## DESCRIPTION OF THE TASK
Could you find each line of the data below that contains the word "every" and copy those lines?

Collected data:
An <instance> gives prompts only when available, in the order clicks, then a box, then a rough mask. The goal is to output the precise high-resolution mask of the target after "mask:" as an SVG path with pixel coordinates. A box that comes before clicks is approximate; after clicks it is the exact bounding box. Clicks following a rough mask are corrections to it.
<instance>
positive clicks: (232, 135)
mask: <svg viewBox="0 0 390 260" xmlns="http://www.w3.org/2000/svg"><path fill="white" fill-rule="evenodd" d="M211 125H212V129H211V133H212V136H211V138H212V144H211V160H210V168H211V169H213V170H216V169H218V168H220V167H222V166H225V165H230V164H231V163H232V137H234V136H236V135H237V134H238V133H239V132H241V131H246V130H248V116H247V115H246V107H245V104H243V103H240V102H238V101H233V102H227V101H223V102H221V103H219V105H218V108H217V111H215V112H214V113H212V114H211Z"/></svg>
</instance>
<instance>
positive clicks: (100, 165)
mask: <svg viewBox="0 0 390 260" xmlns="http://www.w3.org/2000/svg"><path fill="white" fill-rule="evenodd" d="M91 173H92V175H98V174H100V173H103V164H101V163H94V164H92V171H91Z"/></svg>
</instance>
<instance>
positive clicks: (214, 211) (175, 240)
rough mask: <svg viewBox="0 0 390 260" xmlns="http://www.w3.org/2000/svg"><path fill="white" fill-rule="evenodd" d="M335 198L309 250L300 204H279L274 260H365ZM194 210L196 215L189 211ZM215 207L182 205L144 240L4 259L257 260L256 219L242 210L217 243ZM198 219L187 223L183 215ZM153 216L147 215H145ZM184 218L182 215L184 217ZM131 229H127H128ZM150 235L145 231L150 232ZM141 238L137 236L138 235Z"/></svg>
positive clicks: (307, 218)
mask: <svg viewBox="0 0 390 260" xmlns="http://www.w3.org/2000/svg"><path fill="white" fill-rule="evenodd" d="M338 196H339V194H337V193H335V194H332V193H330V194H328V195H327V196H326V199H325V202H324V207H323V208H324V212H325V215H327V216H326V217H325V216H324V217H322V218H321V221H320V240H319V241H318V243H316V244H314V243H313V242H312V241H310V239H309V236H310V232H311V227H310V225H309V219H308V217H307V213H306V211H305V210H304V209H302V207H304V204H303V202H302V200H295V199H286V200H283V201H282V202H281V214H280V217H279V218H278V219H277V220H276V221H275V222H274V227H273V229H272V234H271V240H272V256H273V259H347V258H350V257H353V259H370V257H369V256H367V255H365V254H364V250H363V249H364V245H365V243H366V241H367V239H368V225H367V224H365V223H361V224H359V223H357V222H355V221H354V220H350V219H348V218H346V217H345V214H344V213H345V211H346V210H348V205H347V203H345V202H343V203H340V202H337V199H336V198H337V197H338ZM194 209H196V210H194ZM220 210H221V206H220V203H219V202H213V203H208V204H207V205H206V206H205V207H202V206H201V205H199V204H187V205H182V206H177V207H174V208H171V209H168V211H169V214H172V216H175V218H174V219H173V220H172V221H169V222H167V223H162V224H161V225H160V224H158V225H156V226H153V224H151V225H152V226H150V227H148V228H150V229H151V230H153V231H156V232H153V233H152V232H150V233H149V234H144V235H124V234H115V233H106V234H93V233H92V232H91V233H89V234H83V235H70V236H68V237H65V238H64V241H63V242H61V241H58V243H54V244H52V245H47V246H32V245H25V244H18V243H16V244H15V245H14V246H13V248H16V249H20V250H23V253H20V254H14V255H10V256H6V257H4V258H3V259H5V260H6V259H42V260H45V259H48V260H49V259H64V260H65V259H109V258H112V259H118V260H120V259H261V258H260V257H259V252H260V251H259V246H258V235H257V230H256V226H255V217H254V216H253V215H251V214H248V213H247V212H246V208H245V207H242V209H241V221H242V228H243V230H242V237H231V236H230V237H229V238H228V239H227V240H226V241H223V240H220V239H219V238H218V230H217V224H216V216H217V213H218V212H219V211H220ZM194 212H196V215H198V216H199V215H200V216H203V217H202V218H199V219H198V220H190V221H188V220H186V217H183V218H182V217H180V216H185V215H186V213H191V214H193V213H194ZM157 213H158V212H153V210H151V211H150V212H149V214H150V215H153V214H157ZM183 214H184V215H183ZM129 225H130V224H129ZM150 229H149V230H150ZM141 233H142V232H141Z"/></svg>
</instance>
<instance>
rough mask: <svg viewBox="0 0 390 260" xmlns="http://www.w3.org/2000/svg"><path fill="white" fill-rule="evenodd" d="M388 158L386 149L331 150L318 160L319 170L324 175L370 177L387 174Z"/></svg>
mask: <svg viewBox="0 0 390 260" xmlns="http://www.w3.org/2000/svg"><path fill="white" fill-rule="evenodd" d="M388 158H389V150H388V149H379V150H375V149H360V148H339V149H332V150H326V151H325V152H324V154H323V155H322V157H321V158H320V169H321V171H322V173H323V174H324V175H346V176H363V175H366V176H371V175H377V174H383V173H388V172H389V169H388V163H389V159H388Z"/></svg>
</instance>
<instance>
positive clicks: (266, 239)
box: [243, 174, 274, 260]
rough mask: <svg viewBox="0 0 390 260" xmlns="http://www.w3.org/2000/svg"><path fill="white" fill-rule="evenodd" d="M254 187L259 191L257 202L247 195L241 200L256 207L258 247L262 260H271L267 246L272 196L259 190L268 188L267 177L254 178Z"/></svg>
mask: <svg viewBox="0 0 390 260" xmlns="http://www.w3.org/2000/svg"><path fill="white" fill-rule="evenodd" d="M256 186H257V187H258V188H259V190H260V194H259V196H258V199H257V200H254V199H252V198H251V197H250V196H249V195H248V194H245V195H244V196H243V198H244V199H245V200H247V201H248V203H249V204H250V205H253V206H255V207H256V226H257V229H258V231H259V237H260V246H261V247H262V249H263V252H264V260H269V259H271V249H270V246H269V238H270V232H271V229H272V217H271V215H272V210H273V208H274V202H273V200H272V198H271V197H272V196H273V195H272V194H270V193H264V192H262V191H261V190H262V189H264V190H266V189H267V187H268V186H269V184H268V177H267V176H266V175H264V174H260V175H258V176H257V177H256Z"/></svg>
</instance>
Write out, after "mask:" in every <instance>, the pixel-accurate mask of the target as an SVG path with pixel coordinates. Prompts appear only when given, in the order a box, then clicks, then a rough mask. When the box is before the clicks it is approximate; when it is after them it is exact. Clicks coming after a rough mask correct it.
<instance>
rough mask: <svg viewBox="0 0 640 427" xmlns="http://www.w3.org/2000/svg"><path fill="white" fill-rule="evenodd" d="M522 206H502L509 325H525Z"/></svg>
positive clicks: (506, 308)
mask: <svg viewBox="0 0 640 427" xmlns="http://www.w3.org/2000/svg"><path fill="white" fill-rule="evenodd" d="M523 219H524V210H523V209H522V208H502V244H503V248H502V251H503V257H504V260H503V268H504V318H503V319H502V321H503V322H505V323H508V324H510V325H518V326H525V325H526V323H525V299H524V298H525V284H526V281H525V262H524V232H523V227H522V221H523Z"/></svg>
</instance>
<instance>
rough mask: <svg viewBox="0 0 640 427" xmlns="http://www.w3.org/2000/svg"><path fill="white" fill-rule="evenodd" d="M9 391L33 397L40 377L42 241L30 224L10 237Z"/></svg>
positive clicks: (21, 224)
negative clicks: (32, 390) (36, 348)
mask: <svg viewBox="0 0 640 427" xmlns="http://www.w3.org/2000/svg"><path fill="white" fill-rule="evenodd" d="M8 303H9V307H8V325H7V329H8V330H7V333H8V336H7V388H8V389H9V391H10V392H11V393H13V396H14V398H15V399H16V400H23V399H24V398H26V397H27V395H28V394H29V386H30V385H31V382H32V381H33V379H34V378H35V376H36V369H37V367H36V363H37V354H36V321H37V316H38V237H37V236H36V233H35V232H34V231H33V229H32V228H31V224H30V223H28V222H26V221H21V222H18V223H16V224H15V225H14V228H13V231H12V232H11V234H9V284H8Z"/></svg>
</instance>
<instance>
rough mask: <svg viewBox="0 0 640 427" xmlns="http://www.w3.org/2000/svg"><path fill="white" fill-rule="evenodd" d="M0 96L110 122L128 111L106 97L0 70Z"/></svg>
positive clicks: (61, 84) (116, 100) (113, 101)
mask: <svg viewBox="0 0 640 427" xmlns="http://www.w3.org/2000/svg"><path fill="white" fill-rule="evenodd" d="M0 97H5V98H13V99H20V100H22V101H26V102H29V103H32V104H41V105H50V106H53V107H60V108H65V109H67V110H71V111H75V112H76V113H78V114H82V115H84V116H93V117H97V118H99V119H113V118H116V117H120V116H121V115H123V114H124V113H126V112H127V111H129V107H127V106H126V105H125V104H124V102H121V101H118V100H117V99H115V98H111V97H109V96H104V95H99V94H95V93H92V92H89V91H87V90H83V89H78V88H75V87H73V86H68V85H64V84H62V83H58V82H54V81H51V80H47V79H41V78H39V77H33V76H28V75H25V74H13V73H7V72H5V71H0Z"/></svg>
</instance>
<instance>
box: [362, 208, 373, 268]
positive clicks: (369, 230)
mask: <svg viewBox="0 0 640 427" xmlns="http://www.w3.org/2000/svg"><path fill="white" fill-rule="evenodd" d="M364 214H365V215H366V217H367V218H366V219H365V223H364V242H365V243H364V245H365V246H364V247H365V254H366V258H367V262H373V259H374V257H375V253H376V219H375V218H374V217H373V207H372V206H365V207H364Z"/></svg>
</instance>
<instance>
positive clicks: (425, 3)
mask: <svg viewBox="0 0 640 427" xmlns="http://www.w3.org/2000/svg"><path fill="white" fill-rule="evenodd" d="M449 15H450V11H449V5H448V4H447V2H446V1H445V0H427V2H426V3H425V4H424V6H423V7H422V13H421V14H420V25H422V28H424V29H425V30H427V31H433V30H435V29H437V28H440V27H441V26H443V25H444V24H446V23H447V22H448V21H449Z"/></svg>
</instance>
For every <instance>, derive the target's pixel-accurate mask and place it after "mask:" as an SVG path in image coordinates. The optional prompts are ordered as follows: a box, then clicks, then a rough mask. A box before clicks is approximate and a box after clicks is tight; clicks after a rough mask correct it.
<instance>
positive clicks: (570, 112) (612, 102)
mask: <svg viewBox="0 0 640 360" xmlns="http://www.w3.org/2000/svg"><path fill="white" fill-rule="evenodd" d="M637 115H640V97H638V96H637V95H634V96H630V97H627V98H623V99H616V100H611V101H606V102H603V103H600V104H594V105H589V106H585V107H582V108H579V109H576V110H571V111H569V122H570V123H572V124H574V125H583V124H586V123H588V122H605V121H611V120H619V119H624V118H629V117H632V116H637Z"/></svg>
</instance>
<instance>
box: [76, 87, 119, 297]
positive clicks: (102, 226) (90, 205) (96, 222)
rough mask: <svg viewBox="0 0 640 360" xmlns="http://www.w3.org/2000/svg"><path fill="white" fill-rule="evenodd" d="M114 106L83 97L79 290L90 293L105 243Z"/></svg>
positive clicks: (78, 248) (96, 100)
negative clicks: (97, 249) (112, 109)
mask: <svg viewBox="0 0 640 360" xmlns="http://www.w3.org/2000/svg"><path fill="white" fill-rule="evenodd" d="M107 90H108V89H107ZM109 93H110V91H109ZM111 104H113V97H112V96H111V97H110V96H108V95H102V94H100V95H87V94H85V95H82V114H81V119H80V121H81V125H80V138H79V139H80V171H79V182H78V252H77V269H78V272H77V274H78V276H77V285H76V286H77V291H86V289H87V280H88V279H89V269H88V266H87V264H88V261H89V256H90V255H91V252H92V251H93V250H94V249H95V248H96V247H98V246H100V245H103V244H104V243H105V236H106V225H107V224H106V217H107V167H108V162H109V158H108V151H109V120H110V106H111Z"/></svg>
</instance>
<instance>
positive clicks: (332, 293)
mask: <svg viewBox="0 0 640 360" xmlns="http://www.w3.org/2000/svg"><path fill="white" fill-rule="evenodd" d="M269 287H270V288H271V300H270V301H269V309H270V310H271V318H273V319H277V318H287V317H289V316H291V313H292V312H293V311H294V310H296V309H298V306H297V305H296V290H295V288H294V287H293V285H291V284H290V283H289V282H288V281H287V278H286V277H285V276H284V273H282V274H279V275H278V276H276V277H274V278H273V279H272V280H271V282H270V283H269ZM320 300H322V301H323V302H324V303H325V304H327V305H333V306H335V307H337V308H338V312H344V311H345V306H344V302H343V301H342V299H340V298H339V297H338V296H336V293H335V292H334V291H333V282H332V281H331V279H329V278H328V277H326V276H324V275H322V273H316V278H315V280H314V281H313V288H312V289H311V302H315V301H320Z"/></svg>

## ANSWER BOX
Write out, after "mask:" in every <instance>, the pixel-accurate mask of the target as an SVG path with pixel coordinates. Prompts appear only when given, in the order a box, then clicks, then a rough mask. When the box is before the clicks it is approximate; when it is after them it is exact. Clicks coming after a rough mask correct it.
For every <instance>, derive the target's pixel-accurate mask and place it after "mask:" as an SVG path in image coordinates. The optional prompts are ordered as follows: a box, then clicks, then a rough mask. A box before clicks is approximate and a box after clicks is tight; clicks after a rough mask correct it.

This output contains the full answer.